— START OF Selection —

The choice to compile the algorithms in C++ through Rcpp was driven by the fact that we are looking at computationally very intensive simulations.1 This implementation leads to massive performance boosts: Figure 1.3 shows a micro benchmark of the computing times of the different implementations.
library(microbenchmark)
library(ggplot2)
mb <- microbenchmark(
"UCB (R)" = {ucb_R(bernoulli_mab)},
"UCB (Rcpp)" = {ucb_Rcpp(bernoulli_mab)},
"Thompson (R)" = {thompson_R(bernoulli_mab)},
"Thompson (Rcpp)" = {thompson_Rcpp(bernoulli_mab)},
times = 100
)
p <- autoplot(mb)
ggsave("www/mb.png", width = 6, height = 4)
Figure 1.3: Reduction in computing time due to compiling through Rcpp.
First, let us set up a grid for the simulation, which will use both to draw the different parameters (\(K\), \(\varepsilon\)):
library(data.table)
t_0 <- 1
T_ <- 1e7
K <- c(10,100)
eps <- c(0.02,0.1)
algos <- list(
ucb = sim_ucb,
thompson = sim_thompson
)

— END OF Selection —

_Brief_:
According to the excerpt on compiling with Rcpp, why were the algorithms compiled in C++?

— START OF Entries —

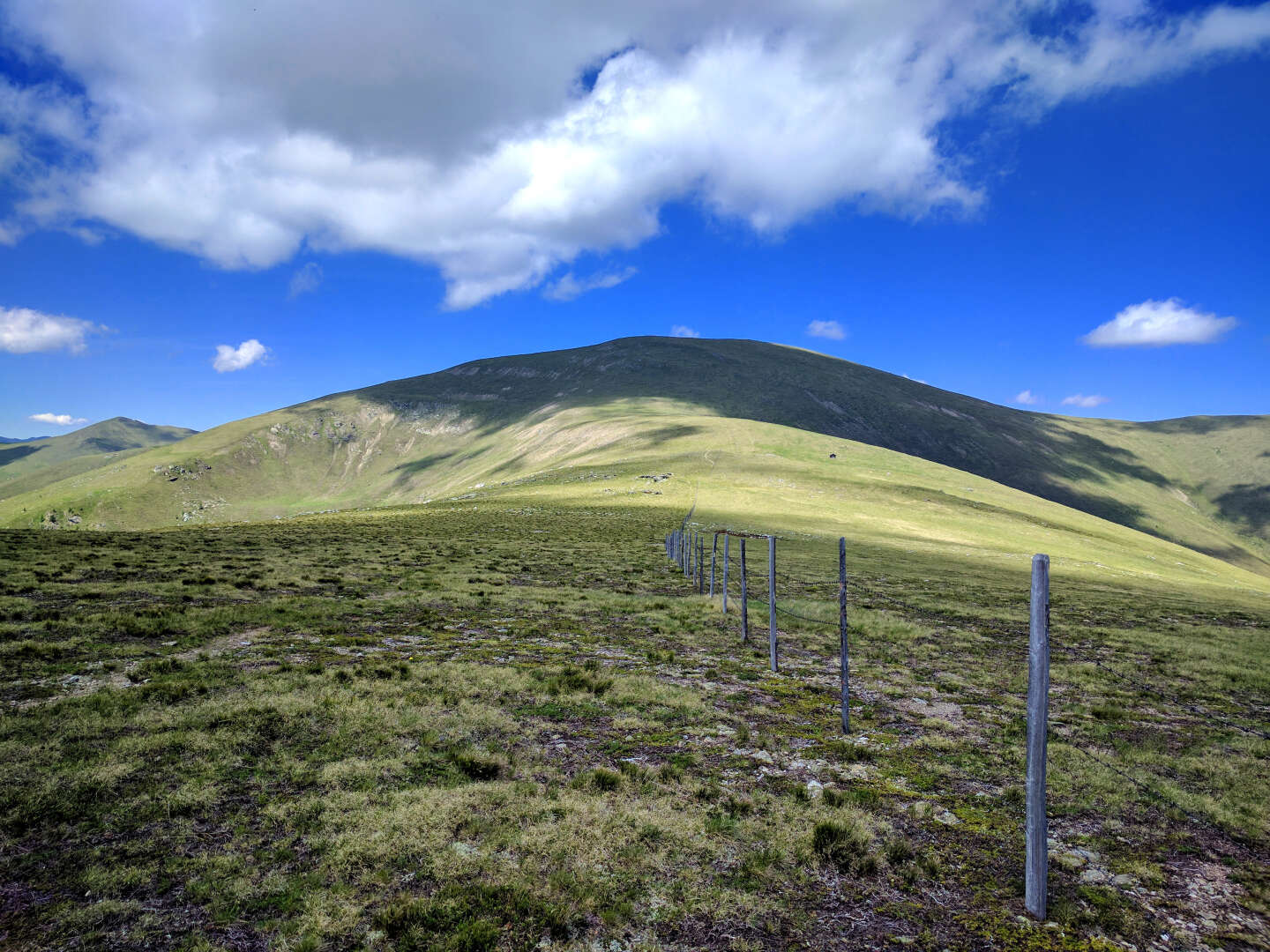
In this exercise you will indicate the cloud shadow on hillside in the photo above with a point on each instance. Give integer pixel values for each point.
(11, 455)
(1247, 504)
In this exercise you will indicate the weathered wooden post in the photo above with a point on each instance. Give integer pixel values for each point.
(725, 573)
(771, 600)
(842, 635)
(1035, 895)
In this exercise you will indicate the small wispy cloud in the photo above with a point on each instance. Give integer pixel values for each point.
(1086, 401)
(26, 331)
(831, 331)
(569, 287)
(228, 358)
(1159, 324)
(58, 419)
(305, 279)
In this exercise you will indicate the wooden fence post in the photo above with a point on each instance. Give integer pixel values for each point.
(771, 602)
(725, 537)
(842, 635)
(1035, 891)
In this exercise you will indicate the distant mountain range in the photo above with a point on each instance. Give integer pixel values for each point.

— END OF Entries —

_In response_:
The simulations are computationally very intensive.